Goal of the exercise >>
Keep the images out and copy every entry below exactly.

Records contained in a dataset

────────────────────

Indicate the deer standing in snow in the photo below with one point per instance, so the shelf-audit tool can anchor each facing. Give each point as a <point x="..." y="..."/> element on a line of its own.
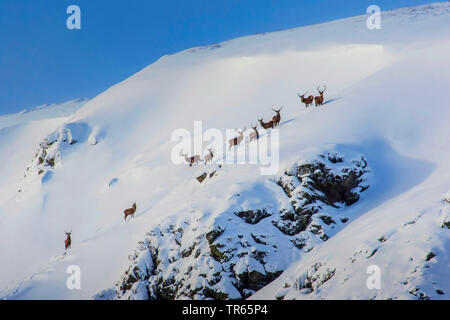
<point x="191" y="160"/>
<point x="277" y="119"/>
<point x="307" y="101"/>
<point x="255" y="134"/>
<point x="68" y="241"/>
<point x="319" y="99"/>
<point x="208" y="157"/>
<point x="237" y="141"/>
<point x="130" y="211"/>
<point x="266" y="125"/>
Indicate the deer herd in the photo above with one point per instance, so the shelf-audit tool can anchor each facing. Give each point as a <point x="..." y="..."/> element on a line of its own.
<point x="208" y="158"/>
<point x="254" y="135"/>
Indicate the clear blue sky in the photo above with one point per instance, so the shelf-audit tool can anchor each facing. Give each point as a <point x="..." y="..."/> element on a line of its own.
<point x="41" y="61"/>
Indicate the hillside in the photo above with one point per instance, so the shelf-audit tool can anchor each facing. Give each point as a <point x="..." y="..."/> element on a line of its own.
<point x="360" y="182"/>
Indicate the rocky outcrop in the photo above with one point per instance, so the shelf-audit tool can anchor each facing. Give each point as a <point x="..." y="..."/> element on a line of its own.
<point x="239" y="251"/>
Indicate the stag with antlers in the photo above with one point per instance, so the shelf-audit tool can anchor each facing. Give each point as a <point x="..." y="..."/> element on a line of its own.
<point x="307" y="101"/>
<point x="130" y="212"/>
<point x="237" y="141"/>
<point x="277" y="118"/>
<point x="191" y="160"/>
<point x="319" y="99"/>
<point x="68" y="241"/>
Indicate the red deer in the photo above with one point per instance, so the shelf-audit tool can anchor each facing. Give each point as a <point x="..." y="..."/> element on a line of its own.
<point x="254" y="135"/>
<point x="130" y="211"/>
<point x="68" y="241"/>
<point x="277" y="119"/>
<point x="307" y="101"/>
<point x="208" y="157"/>
<point x="266" y="125"/>
<point x="319" y="99"/>
<point x="237" y="141"/>
<point x="191" y="160"/>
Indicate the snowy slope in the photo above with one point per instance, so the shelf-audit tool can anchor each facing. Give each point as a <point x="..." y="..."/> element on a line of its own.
<point x="386" y="102"/>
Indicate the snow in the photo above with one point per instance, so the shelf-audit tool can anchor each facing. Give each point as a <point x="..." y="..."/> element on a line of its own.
<point x="387" y="100"/>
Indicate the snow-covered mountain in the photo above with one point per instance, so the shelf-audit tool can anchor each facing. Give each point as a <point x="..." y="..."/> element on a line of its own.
<point x="362" y="180"/>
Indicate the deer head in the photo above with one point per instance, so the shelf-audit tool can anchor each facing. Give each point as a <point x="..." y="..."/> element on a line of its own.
<point x="277" y="111"/>
<point x="321" y="92"/>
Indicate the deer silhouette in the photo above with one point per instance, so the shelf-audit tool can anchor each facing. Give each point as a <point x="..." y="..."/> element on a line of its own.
<point x="191" y="160"/>
<point x="208" y="157"/>
<point x="68" y="241"/>
<point x="255" y="134"/>
<point x="319" y="99"/>
<point x="237" y="141"/>
<point x="307" y="101"/>
<point x="266" y="125"/>
<point x="277" y="118"/>
<point x="130" y="212"/>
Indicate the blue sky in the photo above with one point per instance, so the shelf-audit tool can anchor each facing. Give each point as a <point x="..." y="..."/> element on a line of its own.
<point x="41" y="61"/>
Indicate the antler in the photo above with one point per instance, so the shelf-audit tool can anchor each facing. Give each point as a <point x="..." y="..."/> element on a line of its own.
<point x="318" y="89"/>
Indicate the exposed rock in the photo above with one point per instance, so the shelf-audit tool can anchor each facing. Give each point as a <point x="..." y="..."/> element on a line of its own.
<point x="219" y="257"/>
<point x="253" y="216"/>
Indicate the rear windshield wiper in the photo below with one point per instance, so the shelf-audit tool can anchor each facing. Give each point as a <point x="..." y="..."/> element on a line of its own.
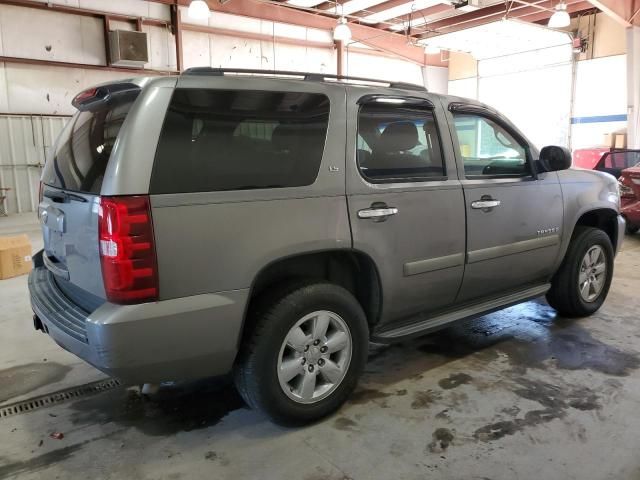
<point x="63" y="197"/>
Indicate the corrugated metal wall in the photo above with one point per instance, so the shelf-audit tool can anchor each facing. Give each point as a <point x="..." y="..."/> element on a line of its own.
<point x="25" y="142"/>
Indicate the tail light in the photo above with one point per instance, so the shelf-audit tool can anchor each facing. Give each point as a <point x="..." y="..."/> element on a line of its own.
<point x="625" y="190"/>
<point x="127" y="250"/>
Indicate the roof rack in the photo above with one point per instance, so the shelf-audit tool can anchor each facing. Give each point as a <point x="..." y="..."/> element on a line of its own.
<point x="306" y="76"/>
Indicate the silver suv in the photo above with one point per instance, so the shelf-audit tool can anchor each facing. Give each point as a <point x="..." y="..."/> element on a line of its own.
<point x="272" y="224"/>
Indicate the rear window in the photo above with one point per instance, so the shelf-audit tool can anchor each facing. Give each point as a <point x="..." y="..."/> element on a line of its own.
<point x="85" y="145"/>
<point x="215" y="140"/>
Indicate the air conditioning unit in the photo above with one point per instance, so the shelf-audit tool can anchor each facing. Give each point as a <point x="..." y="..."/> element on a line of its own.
<point x="128" y="49"/>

────────────────────

Reply to the task >>
Indicate the deer standing in snow in the photo below with one point per instance, so the shelf-audit tool can anchor each facing. Give each point as a <point x="..." y="..."/> element on a line of its own.
<point x="191" y="160"/>
<point x="277" y="119"/>
<point x="307" y="101"/>
<point x="255" y="134"/>
<point x="68" y="241"/>
<point x="319" y="99"/>
<point x="208" y="157"/>
<point x="237" y="141"/>
<point x="130" y="211"/>
<point x="266" y="125"/>
Indicate the deer herd in the photo above with one point per instance, so the shelf-audit tool can anchor each facing. Give each point as a <point x="..." y="..."/> element on a line of its own.
<point x="208" y="158"/>
<point x="254" y="135"/>
Indicate the clear blue sky in the photo above with one point per instance, so the shelf-audit tool can anchor each facing. Give each point as a <point x="..." y="..."/> element on a line of its own.
<point x="41" y="61"/>
Indicate the hillside in the photo above with one point per instance, so the shelf-audit tool can anchor each facing. Give each point as a <point x="..." y="..."/> element on a line of its own.
<point x="360" y="182"/>
Indicate the rocky outcrop in the photo above with one point per instance, so the shelf-audit tool can anchor each facing. Give each point as a <point x="..." y="..."/> element on a line of its own.
<point x="239" y="251"/>
Indicate the stag with antlers in the photo above with one point per instance, so the shelf-audit tool can anchor each facing. Give each point as a <point x="..." y="..."/> element on a line of its own.
<point x="307" y="101"/>
<point x="130" y="212"/>
<point x="237" y="141"/>
<point x="277" y="118"/>
<point x="191" y="160"/>
<point x="319" y="99"/>
<point x="68" y="241"/>
Indicate the red deer in the photo above with one point per instance, so the shelf-audit tool can anchor each facing. Give each point as a <point x="..." y="..."/> element on a line of its own.
<point x="254" y="135"/>
<point x="130" y="211"/>
<point x="68" y="241"/>
<point x="277" y="119"/>
<point x="307" y="101"/>
<point x="208" y="157"/>
<point x="266" y="125"/>
<point x="319" y="99"/>
<point x="237" y="141"/>
<point x="191" y="160"/>
Indicate the snowy slope in the photo above with one point per instance, so the shelf-audit tool can anchor each facing. Give each point as a <point x="..." y="..."/> element on a line of its own.
<point x="386" y="102"/>
Indicate the snow in the photo above with one point per instance, so the shelf-audit tool can anchor each facing. Give each point as a <point x="..." y="..."/> element on a line of its own.
<point x="387" y="100"/>
Indicate the snow-covered mountain in the photo above with one point per instance, so the shelf-audit tool can anchor each facing. Give each point as a <point x="..." y="..."/> element on a line of its own.
<point x="362" y="180"/>
Indicate the deer head in the photo above with one point per instance, so the shelf-audit tool can anchor each facing. Give each point as a <point x="..." y="..."/> element on a line of its own.
<point x="277" y="111"/>
<point x="321" y="92"/>
Indicate the deer silhouette in the photo above with one point per instance, so the shelf-audit tool can anchor each facing. Give each point as a <point x="..." y="..."/> element on a line of its own.
<point x="191" y="160"/>
<point x="208" y="157"/>
<point x="68" y="241"/>
<point x="255" y="134"/>
<point x="319" y="99"/>
<point x="237" y="141"/>
<point x="307" y="101"/>
<point x="266" y="125"/>
<point x="277" y="118"/>
<point x="130" y="212"/>
Indicate the blue sky in the photo above with one point per instance, so the shelf-audit tool can anchor each facing. Give each point as a <point x="..." y="..."/> element on a line of its own.
<point x="41" y="61"/>
Indicate the antler in the photo above with one point per instance, so the shelf-audit tool can anchor each facing. Give each point as a <point x="..." y="..."/> element on a line of its own.
<point x="318" y="89"/>
Indicate the exposed rock in the photo above with one point per instance, so the shelf-audit tool can anchor each facing. Give each point as a <point x="..." y="..."/> element on a line of its own.
<point x="219" y="257"/>
<point x="253" y="216"/>
Indicate the rear windshield wiper in the photo below with one point per instance, so the shelf-audit tool can anchor each facing. Give each point as a <point x="..." y="..."/> element on a line of its own.
<point x="63" y="197"/>
Indicate the corrugated metal wall in the photo above with one point per instance, so the shelf-audit tool can anchor each facing. Give each point as a <point x="..." y="..."/> element on a line of its own.
<point x="25" y="142"/>
Indicate the tail light in the photo above with one point per instance, so the shelf-audit tool can anchor each facing. Give each point as a <point x="..." y="..."/> element on a line of its own.
<point x="625" y="190"/>
<point x="127" y="250"/>
Indicate the roof rack in the photo above with one point per instance, so the shelf-audit tool can anchor each facing. Give each point as a <point x="..." y="..."/> element on a line of its own.
<point x="306" y="76"/>
Indicate the silver suv in the photo above with one point per instance, so the shelf-audit tool can anchor each facing. Give each point as a <point x="..." y="..."/> element on a line of its own.
<point x="272" y="224"/>
Indicate the rear window in the photo above with one point per instance, so the shelf-audit tool can anchor each facing. Give each point as a <point x="..." y="..."/> element on a line of its own.
<point x="85" y="145"/>
<point x="215" y="140"/>
Indicate the air conditioning unit in the photo above with one point per instance, so the shelf-audit tool can anchor each facing. Give each point as a <point x="..." y="..."/> element on a line of its own.
<point x="128" y="49"/>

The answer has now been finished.